Unless you are age 65+ and have personally experienced Medigap in all its complexity, it’s difficult to know where to start evaluating coverage options.

Now, there is help–and you can find it for free at the Medicare.gov site. There you can download a PDF file of the 2015 edition of Choosing a Medigap Policy: A Guide to Health Insurance for People with Medicare, a publication developed jointly by the Centers for Medicare & Medicaid Services (CMS) and the National Association of Insurance Commissioners (NAIC).

The guide is a model for consumer educational information that is both comprehensive in scope and easy to understand.

Written in plain English, it takes clients from the basics of Medicare coverage to the array of standardized Medigap plans available.

It includes a checklist of information a consumer should know to buy a Medigap policy, along with guidance on the best time to evaluate coverage.

The guide includes resources for shopping the Medigap market, state-by-state, and a useful glossary of terms you should know, with clear definitions you can use in client conversations.

All the guide lacks is information for comparing current costs of Medigap plans in a specific market. This is very important because, as it states: “There can be big differences in the premiums that different insurance companies charge for exactly the same coverage.”

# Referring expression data
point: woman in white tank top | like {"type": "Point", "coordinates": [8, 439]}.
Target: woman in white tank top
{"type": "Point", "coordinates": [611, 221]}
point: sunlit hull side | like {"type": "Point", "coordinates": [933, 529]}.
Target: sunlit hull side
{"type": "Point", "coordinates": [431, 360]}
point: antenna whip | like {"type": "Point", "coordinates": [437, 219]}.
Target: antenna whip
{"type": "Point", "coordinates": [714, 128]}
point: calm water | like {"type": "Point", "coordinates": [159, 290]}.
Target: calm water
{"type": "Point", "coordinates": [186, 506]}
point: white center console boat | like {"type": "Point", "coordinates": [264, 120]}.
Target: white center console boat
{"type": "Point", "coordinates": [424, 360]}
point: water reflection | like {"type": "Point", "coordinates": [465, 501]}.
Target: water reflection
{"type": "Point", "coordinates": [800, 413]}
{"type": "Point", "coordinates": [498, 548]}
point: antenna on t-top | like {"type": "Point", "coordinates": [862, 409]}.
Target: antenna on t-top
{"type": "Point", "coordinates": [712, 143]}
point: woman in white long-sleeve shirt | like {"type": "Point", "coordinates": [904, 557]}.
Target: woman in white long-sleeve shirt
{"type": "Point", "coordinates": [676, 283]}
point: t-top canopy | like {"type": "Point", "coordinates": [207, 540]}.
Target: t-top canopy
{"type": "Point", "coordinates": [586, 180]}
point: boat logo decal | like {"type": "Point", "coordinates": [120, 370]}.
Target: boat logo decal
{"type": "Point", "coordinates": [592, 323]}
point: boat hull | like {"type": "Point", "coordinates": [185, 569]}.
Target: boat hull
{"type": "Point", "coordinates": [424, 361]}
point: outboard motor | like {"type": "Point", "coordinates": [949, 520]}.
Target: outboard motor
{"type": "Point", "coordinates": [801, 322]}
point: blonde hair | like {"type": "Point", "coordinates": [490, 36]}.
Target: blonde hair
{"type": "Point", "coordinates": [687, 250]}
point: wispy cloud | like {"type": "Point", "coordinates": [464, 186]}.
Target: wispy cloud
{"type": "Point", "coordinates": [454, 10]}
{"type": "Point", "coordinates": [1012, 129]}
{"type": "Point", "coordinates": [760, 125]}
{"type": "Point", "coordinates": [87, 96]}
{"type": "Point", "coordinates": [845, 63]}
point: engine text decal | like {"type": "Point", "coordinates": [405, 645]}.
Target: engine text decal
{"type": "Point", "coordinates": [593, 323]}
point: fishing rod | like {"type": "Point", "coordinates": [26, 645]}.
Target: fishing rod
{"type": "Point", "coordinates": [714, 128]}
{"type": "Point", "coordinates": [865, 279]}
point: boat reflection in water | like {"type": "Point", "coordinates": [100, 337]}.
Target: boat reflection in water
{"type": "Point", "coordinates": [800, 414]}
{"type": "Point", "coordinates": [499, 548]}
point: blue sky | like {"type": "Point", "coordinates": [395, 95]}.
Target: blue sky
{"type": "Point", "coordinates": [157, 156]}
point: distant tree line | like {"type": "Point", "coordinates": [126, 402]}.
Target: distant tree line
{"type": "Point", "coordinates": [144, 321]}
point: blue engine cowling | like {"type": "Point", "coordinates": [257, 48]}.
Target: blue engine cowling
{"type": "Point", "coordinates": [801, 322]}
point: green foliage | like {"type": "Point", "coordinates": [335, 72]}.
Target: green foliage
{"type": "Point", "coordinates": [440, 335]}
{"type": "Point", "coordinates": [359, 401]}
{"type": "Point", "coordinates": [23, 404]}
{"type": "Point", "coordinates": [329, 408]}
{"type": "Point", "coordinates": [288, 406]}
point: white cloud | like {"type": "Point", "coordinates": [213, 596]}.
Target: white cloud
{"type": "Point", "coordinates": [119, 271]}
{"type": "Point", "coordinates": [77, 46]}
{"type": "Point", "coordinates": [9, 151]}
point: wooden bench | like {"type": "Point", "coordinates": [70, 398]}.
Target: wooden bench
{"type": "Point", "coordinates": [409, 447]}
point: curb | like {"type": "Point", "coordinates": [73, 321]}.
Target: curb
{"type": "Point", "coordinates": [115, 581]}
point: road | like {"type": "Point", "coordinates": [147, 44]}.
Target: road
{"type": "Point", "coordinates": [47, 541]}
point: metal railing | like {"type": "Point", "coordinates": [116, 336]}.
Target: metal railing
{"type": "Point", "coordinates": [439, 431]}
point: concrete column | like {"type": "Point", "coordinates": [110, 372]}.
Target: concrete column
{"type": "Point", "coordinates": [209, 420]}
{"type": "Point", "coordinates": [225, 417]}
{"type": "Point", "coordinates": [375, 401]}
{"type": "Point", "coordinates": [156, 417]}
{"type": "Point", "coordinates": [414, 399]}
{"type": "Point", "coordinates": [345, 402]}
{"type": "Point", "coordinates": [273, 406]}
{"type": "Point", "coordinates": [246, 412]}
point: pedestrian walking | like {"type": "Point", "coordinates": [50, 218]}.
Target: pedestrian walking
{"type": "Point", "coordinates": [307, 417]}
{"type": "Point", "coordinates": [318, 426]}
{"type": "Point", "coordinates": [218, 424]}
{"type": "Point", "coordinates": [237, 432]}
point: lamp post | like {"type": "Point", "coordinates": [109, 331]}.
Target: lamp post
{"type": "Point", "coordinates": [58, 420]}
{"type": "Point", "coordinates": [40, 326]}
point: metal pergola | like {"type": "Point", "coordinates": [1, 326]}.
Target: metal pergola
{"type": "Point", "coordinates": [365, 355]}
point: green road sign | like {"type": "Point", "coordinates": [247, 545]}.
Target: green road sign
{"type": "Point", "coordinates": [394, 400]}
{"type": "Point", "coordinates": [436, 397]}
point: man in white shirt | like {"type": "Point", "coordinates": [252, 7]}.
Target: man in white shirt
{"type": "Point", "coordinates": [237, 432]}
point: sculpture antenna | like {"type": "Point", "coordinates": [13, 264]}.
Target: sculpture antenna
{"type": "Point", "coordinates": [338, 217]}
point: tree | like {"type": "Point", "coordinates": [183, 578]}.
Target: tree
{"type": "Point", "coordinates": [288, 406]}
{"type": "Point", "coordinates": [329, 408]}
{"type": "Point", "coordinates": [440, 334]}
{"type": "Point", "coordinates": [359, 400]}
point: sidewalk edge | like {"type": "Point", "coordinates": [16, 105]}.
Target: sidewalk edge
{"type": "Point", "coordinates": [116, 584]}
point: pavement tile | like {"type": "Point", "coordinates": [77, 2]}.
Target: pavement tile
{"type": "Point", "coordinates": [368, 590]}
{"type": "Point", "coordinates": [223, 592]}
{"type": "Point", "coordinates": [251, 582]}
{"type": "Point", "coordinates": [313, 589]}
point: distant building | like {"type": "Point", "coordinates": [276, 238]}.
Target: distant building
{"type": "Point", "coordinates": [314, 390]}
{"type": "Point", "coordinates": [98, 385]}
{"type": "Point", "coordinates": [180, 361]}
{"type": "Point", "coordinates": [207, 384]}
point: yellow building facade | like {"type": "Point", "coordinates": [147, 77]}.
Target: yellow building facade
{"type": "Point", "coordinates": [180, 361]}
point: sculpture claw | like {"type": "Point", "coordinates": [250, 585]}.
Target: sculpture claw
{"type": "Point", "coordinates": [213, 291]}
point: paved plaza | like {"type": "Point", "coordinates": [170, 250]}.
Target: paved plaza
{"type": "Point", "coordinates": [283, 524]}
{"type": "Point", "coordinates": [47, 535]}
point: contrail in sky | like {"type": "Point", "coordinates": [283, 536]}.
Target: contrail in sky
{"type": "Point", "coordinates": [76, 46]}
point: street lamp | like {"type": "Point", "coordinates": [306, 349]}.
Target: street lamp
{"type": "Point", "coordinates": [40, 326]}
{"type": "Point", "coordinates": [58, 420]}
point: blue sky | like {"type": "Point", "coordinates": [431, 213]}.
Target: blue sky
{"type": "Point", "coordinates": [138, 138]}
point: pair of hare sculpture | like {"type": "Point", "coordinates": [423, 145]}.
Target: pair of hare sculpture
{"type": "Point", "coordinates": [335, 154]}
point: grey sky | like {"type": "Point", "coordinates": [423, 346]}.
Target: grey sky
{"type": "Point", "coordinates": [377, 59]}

# The problem
Copy the section of the Medigap guide text between "Written in plain" and "in client conversations.", inclusive.

# Response for this exercise
Written in plain English, it takes clients from the basics of Medicare coverage to the array of standardized Medigap plans available.

It includes a checklist of information a consumer should know to buy a Medigap policy, along with guidance on the best time to evaluate coverage.

The guide includes resources for shopping the Medigap market, state-by-state, and a useful glossary of terms you should know, with clear definitions you can use in client conversations.